# Hiccups!



## May (Jan 4, 1999)

Okay, people...I was wondering if you might be able to tell me something...does ibs have anything to do with the hiccups??? Because, starting about a year or so ago (around the same time I was diagnosed with ibs) I began experiencing hiccups about every other day, usually at least 3 or 4 times in one day...I asked my friends and my mom (who don't have ibs) if they got the hiccups that often, and they said no. Could it be ibs related? Just curious.


----------



## Katherine (Aug 29, 2004)

I don't know if people with IBS get hiccups more commonly than others, but all I know is I think I have some sort of hiccup disease. I hiccup like somethin' fierce..all the time--like 3 times a day.Today I wrote an exam in the school gym, along with 400 others, and I got the hiccups for awhile! It was so funny..lol


----------



## Blair (Dec 15, 1998)

Burping. Lots of burping at first.


----------



## zigmissus (May 19, 1999)

Maybe there's a relationship between a spastic colon and a spastic diaphraghm? Sometimes I get hiccups when along w/ stomach gas.


----------



## MARKA (Apr 10, 1999)

I myself get real drawn out hiccups. Mine are basically related to the fact that my stomach is pushing out gases that would normally make me nauseous. These are not quick hiccups that normally would happen. But these are real deep down drawn out episodes that happen for about 1 or 4 hiccups. After I hiccups I feel much better. Sometimes I need to hiccup in order to eat. sometimes my hiccups will raise the roof of the office and scare all my employees, luckly they know my health problems and don't mind me showing my stuff.

# Input data

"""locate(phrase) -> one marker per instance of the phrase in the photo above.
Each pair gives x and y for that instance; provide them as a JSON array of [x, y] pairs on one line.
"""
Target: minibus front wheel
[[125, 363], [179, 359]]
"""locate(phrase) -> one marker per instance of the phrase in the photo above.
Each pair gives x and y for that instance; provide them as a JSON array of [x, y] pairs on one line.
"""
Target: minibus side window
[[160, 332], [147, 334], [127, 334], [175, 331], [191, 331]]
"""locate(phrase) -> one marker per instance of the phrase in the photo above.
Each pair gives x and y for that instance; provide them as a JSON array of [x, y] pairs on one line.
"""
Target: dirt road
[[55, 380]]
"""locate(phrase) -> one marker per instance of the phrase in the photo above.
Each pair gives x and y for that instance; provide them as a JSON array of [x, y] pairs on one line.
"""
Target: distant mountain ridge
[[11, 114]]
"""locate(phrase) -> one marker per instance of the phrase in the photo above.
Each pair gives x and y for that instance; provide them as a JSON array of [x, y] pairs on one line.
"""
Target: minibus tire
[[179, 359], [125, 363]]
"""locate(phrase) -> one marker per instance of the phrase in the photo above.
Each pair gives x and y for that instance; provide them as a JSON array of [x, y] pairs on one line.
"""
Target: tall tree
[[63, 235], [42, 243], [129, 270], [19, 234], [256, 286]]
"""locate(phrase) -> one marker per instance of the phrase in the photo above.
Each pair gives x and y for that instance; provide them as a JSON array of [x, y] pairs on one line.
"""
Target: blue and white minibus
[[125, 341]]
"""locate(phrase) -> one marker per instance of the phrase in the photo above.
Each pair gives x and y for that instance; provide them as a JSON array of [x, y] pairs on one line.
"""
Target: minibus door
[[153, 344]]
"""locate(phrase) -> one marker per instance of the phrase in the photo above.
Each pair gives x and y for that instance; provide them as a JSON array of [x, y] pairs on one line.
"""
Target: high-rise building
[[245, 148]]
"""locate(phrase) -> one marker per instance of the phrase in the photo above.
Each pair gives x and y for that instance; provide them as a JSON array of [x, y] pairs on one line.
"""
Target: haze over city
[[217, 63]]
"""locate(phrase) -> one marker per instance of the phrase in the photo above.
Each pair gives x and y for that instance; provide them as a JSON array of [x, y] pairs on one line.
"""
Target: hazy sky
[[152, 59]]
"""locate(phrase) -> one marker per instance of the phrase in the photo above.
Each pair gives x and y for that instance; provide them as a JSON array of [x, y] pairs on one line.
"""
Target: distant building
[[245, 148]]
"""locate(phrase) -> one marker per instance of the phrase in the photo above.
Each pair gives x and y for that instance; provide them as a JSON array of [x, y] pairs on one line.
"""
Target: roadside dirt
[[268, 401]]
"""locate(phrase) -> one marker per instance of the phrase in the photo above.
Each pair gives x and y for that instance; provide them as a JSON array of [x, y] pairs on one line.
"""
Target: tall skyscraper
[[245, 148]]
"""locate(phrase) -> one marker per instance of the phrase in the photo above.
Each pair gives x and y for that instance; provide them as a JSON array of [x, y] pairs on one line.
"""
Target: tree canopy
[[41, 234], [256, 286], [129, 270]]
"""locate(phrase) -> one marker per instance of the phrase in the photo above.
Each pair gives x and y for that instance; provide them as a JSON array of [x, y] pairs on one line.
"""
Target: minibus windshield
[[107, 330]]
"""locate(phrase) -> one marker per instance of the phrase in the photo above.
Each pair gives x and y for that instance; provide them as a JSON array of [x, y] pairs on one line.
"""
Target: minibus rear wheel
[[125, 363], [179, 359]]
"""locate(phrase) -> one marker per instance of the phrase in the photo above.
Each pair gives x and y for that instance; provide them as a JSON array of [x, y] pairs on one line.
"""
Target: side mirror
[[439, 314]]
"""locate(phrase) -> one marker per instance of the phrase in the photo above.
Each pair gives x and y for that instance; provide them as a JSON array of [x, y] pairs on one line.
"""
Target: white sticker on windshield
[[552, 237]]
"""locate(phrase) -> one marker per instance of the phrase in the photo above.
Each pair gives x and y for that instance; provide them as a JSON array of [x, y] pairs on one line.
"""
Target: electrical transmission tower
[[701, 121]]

# Try it
Continue the forum thread about hiccups and IBS from its final post.

# Task result
----------



## SteveE (Jan 7, 1999)

Interesting. I used to hiccup occasionally before IBS, now I NEVER do, and tummy almost NEVER growls when hungry anymore either, but I have always been a frequent and big burper.


----------



## Spirit (May 9, 1999)

I don't hiccup much at all any more. When I do though, look out! LOUD!! I do sometimes hiccup once, but it feels more like I'm about to puke than it does a hiccup. It'll only happen once, then I take some deep breaths and it goes away. It's rather annoying.Spirit.


----------



## Guest (Jun 24, 1999)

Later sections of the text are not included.